EXERCISE MATERIALS Block Start

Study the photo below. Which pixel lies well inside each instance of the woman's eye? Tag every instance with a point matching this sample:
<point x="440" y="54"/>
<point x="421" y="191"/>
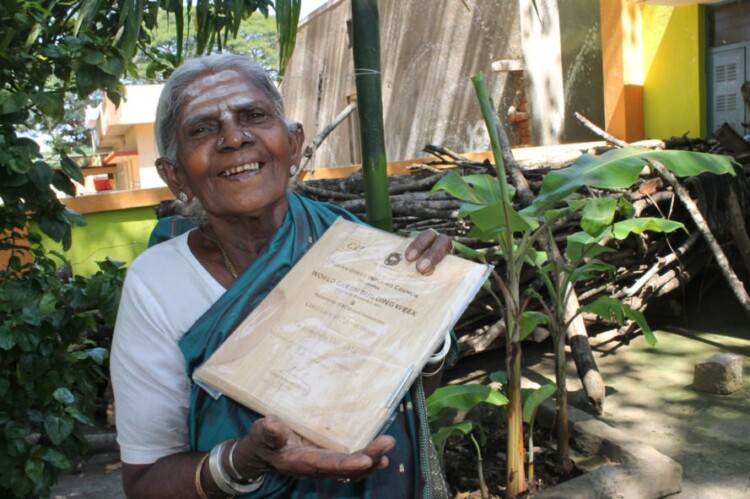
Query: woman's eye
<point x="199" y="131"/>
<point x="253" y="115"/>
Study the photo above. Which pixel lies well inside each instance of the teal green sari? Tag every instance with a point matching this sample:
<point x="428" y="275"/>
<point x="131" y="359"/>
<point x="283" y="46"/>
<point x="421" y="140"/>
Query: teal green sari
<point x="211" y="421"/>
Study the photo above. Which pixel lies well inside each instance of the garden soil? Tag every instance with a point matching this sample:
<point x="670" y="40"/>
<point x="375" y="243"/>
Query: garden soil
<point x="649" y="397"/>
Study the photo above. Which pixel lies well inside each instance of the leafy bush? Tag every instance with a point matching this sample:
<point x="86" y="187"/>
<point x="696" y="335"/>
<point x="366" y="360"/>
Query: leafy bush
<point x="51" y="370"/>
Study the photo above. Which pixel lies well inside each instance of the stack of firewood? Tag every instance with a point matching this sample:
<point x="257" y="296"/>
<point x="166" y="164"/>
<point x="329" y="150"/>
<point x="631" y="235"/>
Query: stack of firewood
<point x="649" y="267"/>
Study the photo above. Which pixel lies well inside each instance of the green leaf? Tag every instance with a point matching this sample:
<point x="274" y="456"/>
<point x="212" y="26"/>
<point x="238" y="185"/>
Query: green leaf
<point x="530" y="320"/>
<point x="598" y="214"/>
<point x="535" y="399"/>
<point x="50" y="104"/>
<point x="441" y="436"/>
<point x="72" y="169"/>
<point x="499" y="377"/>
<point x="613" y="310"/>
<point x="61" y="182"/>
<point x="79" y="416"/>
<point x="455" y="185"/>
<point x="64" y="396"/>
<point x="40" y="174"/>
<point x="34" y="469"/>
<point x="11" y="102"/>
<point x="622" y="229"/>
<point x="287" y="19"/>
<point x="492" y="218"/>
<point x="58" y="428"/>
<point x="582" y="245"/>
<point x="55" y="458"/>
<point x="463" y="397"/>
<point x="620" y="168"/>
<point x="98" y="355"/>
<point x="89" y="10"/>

EXERCISE MATERIALS Block End
EXERCISE MATERIALS Block Start

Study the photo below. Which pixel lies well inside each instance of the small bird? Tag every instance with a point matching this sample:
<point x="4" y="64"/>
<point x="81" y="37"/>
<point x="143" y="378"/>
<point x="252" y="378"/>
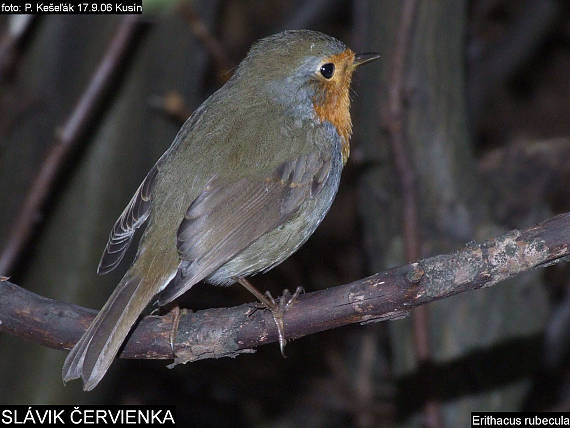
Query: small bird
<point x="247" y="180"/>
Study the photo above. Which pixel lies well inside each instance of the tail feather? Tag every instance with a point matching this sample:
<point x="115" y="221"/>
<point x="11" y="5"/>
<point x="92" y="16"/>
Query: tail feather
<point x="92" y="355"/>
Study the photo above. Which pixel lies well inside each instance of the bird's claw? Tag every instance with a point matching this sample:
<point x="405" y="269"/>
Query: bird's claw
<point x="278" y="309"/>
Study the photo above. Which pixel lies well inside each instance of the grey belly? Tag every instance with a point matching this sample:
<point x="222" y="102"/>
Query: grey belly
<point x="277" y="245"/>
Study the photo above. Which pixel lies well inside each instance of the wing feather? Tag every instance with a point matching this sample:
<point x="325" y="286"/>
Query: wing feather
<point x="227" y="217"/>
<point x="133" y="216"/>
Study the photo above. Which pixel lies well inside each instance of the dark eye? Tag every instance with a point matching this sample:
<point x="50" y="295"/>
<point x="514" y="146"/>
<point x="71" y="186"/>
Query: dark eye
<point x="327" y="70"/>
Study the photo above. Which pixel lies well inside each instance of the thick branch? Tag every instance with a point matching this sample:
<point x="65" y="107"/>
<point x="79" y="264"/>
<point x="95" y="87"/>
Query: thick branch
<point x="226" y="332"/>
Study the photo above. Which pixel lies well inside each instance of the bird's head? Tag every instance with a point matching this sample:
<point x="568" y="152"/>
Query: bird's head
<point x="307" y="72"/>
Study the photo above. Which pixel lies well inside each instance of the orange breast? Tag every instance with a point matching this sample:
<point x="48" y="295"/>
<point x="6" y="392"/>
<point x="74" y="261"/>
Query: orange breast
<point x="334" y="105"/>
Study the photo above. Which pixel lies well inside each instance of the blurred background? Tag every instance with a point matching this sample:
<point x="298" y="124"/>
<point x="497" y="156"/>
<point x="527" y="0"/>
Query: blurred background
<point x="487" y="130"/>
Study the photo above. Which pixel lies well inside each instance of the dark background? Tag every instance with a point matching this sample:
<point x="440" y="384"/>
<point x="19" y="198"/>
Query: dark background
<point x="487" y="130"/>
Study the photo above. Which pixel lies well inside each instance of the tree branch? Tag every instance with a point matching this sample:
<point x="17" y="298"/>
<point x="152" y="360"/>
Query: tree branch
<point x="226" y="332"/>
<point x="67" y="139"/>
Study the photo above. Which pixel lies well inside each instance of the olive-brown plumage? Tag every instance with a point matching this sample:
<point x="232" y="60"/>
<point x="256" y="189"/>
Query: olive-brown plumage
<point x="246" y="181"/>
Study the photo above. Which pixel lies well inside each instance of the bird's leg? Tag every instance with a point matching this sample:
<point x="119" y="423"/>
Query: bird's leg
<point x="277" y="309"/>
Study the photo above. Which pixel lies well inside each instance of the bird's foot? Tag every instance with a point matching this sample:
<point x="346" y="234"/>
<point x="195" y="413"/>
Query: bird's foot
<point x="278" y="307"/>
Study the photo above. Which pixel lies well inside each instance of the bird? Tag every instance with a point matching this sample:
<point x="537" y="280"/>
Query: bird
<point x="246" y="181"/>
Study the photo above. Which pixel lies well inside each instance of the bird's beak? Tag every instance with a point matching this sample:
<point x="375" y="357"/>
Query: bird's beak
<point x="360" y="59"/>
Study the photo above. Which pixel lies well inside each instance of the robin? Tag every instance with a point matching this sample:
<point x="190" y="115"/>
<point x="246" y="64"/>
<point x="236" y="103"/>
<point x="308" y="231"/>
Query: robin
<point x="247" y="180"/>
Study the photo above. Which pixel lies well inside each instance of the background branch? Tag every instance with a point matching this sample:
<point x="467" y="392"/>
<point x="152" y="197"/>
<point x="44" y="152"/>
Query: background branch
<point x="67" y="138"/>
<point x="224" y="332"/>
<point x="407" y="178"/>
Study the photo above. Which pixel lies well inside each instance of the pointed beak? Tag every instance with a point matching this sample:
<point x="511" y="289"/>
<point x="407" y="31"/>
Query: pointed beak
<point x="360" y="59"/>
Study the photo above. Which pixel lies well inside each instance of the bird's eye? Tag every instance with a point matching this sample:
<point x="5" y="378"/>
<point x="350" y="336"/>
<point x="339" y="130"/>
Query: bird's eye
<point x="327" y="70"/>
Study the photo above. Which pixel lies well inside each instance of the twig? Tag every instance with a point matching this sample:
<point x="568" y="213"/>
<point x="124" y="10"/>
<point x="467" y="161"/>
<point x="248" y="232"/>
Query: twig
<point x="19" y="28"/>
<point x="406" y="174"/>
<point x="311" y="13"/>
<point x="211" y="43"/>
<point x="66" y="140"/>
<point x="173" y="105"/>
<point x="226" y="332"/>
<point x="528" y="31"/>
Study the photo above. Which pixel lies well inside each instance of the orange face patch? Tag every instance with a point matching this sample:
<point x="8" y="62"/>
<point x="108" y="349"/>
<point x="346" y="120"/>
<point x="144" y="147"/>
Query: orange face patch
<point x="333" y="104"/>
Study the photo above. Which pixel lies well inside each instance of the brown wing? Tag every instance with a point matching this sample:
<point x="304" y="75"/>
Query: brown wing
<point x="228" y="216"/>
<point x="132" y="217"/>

EXERCISE MATERIALS Block End
EXERCISE MATERIALS Block Start

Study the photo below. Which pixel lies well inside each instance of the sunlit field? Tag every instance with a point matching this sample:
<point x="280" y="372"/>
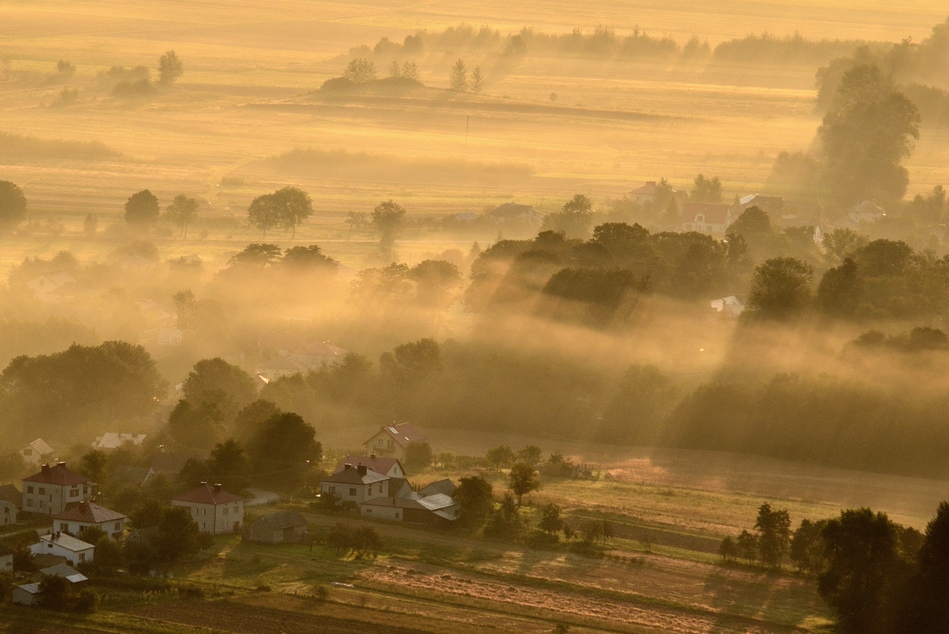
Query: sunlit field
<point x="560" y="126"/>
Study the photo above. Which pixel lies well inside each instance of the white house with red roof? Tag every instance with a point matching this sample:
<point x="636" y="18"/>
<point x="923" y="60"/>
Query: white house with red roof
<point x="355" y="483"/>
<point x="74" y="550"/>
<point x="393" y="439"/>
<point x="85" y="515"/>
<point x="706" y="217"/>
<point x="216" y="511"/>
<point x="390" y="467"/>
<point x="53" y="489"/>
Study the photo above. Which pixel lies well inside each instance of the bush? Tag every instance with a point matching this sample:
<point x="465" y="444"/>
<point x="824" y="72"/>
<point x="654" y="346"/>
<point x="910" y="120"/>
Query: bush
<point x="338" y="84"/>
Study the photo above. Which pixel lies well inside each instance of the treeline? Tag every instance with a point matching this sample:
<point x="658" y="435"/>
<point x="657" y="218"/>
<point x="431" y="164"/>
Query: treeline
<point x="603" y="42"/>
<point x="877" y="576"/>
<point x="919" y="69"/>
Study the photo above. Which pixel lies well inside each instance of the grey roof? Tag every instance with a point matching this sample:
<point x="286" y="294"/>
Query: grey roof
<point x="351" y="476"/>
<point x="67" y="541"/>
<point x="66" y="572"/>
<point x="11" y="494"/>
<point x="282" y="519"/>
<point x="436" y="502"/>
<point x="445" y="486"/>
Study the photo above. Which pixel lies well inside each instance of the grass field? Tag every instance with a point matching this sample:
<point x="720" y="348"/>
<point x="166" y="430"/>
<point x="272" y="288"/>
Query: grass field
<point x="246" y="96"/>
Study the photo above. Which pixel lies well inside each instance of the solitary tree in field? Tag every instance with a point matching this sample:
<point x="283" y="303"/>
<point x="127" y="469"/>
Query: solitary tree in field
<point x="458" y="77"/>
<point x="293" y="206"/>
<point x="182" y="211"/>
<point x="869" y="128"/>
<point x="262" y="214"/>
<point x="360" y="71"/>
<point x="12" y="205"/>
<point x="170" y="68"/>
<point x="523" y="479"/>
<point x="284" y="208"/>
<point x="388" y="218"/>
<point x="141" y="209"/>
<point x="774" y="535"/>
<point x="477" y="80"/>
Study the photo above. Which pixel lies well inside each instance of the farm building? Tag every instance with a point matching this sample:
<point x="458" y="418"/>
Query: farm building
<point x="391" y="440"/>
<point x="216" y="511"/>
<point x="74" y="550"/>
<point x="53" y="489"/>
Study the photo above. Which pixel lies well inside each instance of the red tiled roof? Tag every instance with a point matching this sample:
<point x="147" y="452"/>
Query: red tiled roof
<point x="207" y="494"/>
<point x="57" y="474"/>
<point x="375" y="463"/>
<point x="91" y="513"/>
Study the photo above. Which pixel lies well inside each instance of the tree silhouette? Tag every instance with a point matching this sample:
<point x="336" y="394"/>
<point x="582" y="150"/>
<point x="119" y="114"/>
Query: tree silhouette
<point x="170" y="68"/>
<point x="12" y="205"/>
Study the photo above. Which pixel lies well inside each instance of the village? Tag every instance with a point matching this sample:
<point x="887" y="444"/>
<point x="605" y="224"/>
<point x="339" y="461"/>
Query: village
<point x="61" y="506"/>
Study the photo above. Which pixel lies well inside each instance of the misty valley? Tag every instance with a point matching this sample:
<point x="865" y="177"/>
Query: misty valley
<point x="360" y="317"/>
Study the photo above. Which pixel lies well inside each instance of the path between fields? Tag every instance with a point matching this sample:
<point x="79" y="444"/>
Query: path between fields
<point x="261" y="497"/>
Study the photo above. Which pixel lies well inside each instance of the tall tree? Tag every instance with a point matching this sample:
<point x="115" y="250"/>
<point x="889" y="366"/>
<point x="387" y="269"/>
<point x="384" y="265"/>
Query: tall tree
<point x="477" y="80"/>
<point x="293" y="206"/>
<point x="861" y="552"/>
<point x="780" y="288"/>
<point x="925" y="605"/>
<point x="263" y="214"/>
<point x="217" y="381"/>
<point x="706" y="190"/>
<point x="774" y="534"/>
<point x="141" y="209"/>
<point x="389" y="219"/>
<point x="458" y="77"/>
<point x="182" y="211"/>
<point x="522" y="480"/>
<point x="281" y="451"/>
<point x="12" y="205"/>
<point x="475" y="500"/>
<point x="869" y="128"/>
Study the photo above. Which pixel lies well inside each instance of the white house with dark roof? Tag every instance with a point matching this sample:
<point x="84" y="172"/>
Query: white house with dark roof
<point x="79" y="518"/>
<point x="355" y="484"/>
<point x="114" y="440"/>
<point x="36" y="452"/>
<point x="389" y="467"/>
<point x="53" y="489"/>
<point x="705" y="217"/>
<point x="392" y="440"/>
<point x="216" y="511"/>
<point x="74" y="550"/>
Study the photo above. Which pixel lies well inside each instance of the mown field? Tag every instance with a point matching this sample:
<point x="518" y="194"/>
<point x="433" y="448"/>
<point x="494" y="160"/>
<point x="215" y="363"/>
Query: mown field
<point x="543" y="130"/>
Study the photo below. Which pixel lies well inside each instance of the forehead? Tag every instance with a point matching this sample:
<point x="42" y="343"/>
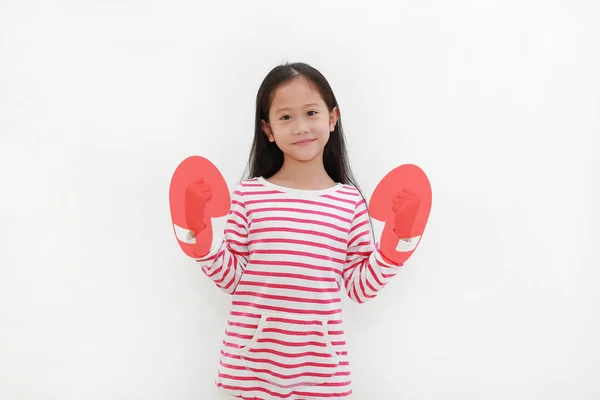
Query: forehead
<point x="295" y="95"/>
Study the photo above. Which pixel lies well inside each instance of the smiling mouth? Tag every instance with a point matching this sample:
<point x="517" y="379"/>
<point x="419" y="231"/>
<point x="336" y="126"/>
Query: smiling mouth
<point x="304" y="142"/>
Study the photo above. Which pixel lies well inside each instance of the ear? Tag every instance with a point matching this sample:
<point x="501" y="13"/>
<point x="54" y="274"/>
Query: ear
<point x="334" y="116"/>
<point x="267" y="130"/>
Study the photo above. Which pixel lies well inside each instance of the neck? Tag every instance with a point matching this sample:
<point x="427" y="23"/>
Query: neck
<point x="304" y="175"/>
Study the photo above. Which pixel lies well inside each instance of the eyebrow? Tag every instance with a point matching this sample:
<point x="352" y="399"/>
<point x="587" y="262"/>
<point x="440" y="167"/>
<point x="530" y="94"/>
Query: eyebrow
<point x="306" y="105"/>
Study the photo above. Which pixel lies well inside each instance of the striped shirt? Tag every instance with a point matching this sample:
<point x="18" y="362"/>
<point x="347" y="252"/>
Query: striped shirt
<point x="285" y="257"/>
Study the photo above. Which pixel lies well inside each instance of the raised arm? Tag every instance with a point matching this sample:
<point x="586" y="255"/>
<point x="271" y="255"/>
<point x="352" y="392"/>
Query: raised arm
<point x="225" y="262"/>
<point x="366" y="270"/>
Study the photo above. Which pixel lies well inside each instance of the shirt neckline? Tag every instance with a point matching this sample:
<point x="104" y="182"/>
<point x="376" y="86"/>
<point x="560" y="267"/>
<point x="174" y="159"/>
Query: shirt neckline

EXERCISE MATERIALS Block End

* **TASK ITEM**: Among the records above, find the lines that contain "neckline" and copy every one.

* **EXERCISE OUTPUT**:
Study the photo above. Which pixel lies well inside each instance of the shirt neckline? Tag every instance with a point matching this sample:
Query: shirt neckline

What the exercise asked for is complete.